→ **Text segment**:
****************************************
American bullys are NOT a band breed in the UK it specifies on all relevent websites that it is a legal breed here in the UK. When they introduced the breed it was made up of american pit bull and American Staffordshire but now they are a genuine breed of there own and are not being classed as pit bulls anymore.


----------



## StormyThai (Sep 11, 2013)

Rebecca Harrison said:


> American bullys are NOT a band breed in the UK it specifies on all relevent websites that it is a legal breed here in the UK. When they introduced the breed it was made up of american pit bull and American Staffordshire but now they are a genuine breed of there own and are not being classed as pit bulls anymore.


This thread is very old, but no one said that bullies are a banned breed, an individual dog of the breed can still be siezed if they measure up to "type"


----------



## O2.0 (May 23, 2018)

Bullies may not be a banned breed, but given that the law is based on "type" and a set of measurements, it is very likely that an American Bully (gag me with a fork) could be deemed of type. Especially given that the 'breed' is so lacking in consistency.
****************************************
→ **Stated goal A**:
From the thread about American Bullies and UK law, reproduce everything from "Bullies may not" down to "lacking in consistency.", swapping "measurements" for "dimensions".
→ **Stated goal B**:
Carry on the thread about American Bullies and UK law from the point where it stops.
****************************************
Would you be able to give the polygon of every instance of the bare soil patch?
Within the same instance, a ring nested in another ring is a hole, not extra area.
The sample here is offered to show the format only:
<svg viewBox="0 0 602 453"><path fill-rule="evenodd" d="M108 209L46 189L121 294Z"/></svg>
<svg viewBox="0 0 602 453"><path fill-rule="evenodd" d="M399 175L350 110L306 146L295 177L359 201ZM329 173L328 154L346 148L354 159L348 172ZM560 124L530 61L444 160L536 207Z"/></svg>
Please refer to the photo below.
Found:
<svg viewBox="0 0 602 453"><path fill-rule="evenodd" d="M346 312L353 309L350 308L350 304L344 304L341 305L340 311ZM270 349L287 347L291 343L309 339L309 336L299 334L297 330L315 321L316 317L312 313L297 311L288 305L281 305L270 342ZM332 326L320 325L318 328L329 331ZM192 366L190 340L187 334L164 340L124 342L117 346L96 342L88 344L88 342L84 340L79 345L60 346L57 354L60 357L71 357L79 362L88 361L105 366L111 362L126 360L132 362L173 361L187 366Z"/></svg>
****************************************
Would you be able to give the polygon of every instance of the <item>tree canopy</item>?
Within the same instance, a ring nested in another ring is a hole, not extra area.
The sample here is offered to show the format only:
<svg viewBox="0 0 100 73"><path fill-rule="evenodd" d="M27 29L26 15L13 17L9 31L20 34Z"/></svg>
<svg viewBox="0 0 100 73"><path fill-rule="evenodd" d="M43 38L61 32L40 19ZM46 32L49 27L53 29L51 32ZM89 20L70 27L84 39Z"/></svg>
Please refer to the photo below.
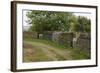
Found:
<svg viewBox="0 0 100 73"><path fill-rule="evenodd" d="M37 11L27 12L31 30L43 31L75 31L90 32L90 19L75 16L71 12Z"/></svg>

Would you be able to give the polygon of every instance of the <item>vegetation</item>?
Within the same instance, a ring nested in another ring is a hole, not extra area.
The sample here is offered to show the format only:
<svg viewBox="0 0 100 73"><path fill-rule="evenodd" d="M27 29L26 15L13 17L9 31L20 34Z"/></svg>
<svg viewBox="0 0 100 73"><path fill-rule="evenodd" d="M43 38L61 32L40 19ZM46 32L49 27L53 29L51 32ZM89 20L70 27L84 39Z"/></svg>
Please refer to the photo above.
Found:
****************************************
→ **Written reply A**:
Bullies may not be a banned breed, but given that the law is based on "type" and a set of dimensions, it is very likely that an American Bully (gag me with a fork) could be deemed of type. Especially given that the 'breed' is so lacking in consistency.

→ **Written reply B**:
----------



## DaisyBluebell (Apr 14, 2017)

Rebecca Harrison said:


> American bullys are NOT a band breed in the UK it specifies on all relevent websites that it is a legal breed here in the UK. When they introduced the breed it was made up of american pit bull and American Staffordshire but now they are a genuine breed of there own and are not being classed as pit bulls anymore.


Whether that's correct or not, why suffer bringing a poor pup/dog all the way over from the States to risk it being reported by someone as a Pit Bull, being seized and then having a court case to prove otherwise while the animal is kept locked up mean while! Go to any Dog Rescue and you will find similar large breed dogs aplenty waiting for a good home !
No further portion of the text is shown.